Source text:
__________________________________________________

The skit ends with Aquaman landing on his butt on the ground while his teammates laugh and zoom off without him. It would be sad if it wasn’t so hilarious.
Aquaman Gets Revenge
The comics have long been trying to fight the stereotype of Aquaman being a useless hero by showing him commanding a badass army of sea monsters. A side effect of this approach is that comics featuring Aquaman always seem to be trying way too hard to look cool. Sure, it is pretty awesome that he can command a giant shark to do his bidding, but this is the Justice League universe.
Aquaman’s teammates are godlike beings like Superman, Wonder Woman, and Green Lantern. Calling in the Kraken to do your dirty work while you stand in the background with your arms raised like a fan at a grateful dead concert seems kind of lazy compared to Superman shooting lasers from his eyes or Batman donning the Hellbat armor to kick butt.
The Costume Upgrade
When Aquaman first appeared in Justice League, he was dressed in a darker version of his superhero costume. There was still the gold and green theme, but it was all very muted, as though the makers thought Aquaman’s original costume was too flashy to suit a live-action film.
Fortunately, James Wan did not share this worry, and his take on Aquaman’s suit ripped directly from the comics, giving us a vividly bright gold and green suit that was better in every way to the earlier look.
Return Of Drogo
The comic version of Aquaman is much closer to Jaime Lannister from Game of Thrones than Khal Drogo was. And yet, it was the actor behind Drogo who was ultimately chosen to play Aquaman, and the makers of the film and comics even changed the look of the hero to suit Momoa.
The end result is an Aquaman who looks like Drogo himself. Imagine if Aquaman showed up on the HBO show as the reincarnated Drogo, this time with fish powers. To be fair it wouldn’t be the silliest thing to be shown on the show.
When Besties Fight
Considering the army of sea creatures at Aquaman’s command, it makes sense that he would befriend some of them. So what happens when Aquaman gets into an argument with a shark buddy? Would the shark forget his loyalty towards the King of Atlantis to such an extent that it would charge after the superhero with the intent of eating him?

__________________________________________________

Requirement A: In the Aquaman article, whose take on the suit was copied straight from the comics?
Requirement B: Pick up the Aquaman article after its last sentence and keep writing it.
The lines after this point come from a separate, unrelated source.

Given material:
__________________________________________________

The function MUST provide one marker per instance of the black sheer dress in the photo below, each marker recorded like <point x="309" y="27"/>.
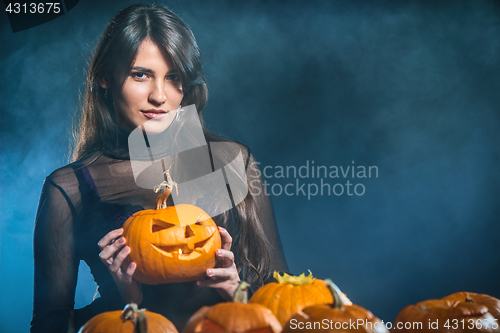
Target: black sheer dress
<point x="82" y="202"/>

__________________________________________________

Final result A: James Wan's.

Final result B:
Maybe Aquaman stopped the shark from eating a boatful of humans, and that made the shark abruptly decide it has had enough of his majesty’s split loyalties between the sea world and the land world?
Family Guy Gets In On The Joke
As we said, there are a lot of jokes about how useless Aquaman is floating around in pop culture and this joke from Family Guy is one of the darkest.
While a woman is getting molested a few feet from the ocean, Aquaman can only watch helplessly and plead with the attacker to stop. This is the type of content that the internet has been looking at on a loop for the past decade, which is why so many viewers unfamiliar with the comics were quick to dismiss Aquaman until they got to see Jason Momoa in action.
The Parody And The Reality
Finally, we get this triumphant meme about Aquaman saying take that to his haters, who were so quick to label him the lamest superhero.
You see the parody of Aquaman that is so popular online contrasted against Jason Momoa standing in all his glory, clutching his golden trident and fitted out in his golden and green armor, muscles bursting from every pore while those penetrating eyes stare out from beneath fiercely bushy eyebrows. Read em and weep, haters.